• **TEXT SHOWN**
Interzone was founded in 1982 by David Pringle, John Clute, Alan Dorey, Malcolm Edwards, Colin Greenland, Graham Jones, Roz Kaveney and Simon Ounsley. It has been, is, and I hope will be for a long time to come, Britain's best SF magazine. It's a magazine that I've tried to get published in a few times but so far have been unsuccessful, but when you see some of the names they wield then I don't feel too bad, these are some mentioned on their site:

Terry Pratchett, Sir Arthur C. Clarke, Michael Moorcock, Greg Egan, Aliette de Bodard, Tim Akers, Will McIntosh, Jason Stoddard, Jason Sanford, Hannu Rajaniemi, Leah Bobet, Kim Lakin-Smith, Tim Lees, Karen Fishler, Nina Allan, Alaya Dawn Johnson, Gareth L. Powell, Mercurio D. Rivera, Jamie Barras, Suzanne Palmer, Carlos Hernandez, Daniel Kaysen, Grace Dugan, Rachel Swirsky, Benjamin Rosenbaum, M.K. Hobson, Gord Sellar, Al Robertson, Neil Williamson, Tim Pratt, Matthew Kressel, Sara King, Paul Drummond, Vincent Chong, David Gentry, Warwick Fraser-Coombe, Jim Burns, Christopher Nurse, Richard Marchand, Lisa Konrad, Dave Senecal, Geoffrey Grisso, Kenn Brown, Daniel Bristow-Bailey, John Picacio and many more, apologies to those I left off!

So, even though I'm not in the glossy magazine at least I've infiltrated the website! If you have time, go read and if by some chance you do find chocolate then don't tell anyone (if it's socks then forward them to Peter Tennant, I hear he is in desperate need)

• **ABOUT THIS TASK**
According to the passage about Interzone, in what year was the magazine founded?

• **INFORMATION PROVIDED**
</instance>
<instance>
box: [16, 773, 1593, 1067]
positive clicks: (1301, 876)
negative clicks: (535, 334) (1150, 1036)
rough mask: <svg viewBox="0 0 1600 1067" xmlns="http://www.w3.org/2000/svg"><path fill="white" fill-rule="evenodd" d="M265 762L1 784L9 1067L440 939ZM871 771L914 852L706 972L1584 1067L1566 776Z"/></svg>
...
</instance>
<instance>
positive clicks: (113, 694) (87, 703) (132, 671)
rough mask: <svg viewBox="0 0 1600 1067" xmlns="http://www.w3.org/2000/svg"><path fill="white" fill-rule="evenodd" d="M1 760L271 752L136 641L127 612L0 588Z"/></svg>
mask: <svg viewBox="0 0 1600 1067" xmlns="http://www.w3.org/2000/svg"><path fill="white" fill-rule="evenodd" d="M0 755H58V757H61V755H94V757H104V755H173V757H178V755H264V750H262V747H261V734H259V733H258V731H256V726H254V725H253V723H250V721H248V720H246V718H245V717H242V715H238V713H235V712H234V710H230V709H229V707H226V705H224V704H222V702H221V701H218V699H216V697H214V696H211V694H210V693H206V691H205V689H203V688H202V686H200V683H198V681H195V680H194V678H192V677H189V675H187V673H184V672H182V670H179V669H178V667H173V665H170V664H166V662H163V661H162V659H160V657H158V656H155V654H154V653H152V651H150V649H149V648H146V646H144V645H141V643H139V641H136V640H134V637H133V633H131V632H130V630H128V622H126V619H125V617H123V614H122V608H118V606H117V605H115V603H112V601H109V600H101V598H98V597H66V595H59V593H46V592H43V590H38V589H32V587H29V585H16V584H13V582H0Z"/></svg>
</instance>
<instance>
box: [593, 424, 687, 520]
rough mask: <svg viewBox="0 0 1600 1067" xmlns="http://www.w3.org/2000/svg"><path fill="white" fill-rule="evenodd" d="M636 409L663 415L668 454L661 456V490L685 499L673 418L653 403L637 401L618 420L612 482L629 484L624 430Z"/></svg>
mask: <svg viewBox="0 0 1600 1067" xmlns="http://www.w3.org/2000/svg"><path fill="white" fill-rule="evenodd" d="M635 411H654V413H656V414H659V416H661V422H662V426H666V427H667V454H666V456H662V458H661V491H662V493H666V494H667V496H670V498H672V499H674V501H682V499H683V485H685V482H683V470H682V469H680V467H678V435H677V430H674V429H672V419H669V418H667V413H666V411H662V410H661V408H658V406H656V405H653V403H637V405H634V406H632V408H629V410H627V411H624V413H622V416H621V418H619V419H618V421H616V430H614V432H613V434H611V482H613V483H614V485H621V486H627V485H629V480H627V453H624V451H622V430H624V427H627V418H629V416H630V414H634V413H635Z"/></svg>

• **WRITTEN ANSWER**
1982